Studio album by Snow Wife
- Released: September 22, 2023
- Length: 18:03
- Label: Snowglobe, Amigo Records
- Producer: Dr. Luke, David Pramik, Slush Puppy, Jahs, Rocco Did It Again!, Nicasio Arden Fabito, Matthew Holmes, Philip Leigh

Singles from Queen Degenerate
- "American Horror Show" Released: June 23, 2023; "Hit It" Released: September 20, 2023;

= Queen Degenerate =

Queen Degenerate is the debut extended-play by American singer Snow Wife, released on September 22, 2023. The extended-play debuted at #25 on the Billboard Heatseekers Album Chart, and features Big Boss Vette on "Hit It".

DATA EXTRACTS:

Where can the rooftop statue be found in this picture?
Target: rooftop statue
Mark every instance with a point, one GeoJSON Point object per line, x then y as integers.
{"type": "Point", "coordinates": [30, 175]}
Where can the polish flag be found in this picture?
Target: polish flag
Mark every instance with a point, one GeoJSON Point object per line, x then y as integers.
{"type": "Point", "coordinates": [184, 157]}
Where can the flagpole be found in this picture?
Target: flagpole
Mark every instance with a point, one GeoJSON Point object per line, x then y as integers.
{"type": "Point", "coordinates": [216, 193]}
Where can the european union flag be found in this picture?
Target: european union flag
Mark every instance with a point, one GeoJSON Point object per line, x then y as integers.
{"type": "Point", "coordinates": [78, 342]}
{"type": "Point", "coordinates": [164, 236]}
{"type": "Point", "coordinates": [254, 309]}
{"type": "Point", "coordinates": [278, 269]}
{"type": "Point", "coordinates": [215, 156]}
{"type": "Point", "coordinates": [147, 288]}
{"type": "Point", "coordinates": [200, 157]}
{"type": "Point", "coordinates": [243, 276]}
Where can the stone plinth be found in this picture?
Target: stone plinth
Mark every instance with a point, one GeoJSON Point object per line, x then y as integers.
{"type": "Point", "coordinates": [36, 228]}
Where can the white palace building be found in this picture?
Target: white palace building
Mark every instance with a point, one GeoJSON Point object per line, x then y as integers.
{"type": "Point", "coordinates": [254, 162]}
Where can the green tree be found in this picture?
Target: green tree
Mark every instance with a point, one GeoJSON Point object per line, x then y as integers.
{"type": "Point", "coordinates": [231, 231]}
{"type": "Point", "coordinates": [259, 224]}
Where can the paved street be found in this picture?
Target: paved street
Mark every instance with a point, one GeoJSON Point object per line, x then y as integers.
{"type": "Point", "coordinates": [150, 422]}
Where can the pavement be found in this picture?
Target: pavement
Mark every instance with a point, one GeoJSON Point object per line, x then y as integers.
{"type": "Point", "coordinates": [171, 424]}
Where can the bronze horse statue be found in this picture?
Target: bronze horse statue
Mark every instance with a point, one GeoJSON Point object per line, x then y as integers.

WORK TO COMPLETE:
• 1. Answer these questions using the text about the Queen Degenerate extended-play.
(a) What is the running length of the release?
(b) On what date did "American Horror Show" come out?
(c) At what position did the release debut on the Billboard Heatseekers Album Chart?
• 2. Write the next few sentences of the text about the Queen Degenerate extended-play, picking up after its final sentence.

RESULTS FOR EACH TASK:
• 1.
(a) 18:03
(b) June 23, 2023
(c) #25

• 2.
== Composition ==
Snow Wife described the aesthetic of Queen Degenerate as a niche queer sub-culture but with pop-leaning production. Shortly after the lead single "American Horror Show" was released in June 2023, Ones to Watch stated "...the entire world [is] thirsting to know more about the industry’s latest obsession...". Rapper Big Boss Vette was featured on the second single "Hit It", which was co-written and co-produced with Dr. Luke. Upon release, this album marked Snow Wife's first entry onto a Billboard chart, debuting at #25 on the Billboard Heatseekers Album Chart.

==Track listing==
Track listing and credits adapted from Apple Music and Spotify.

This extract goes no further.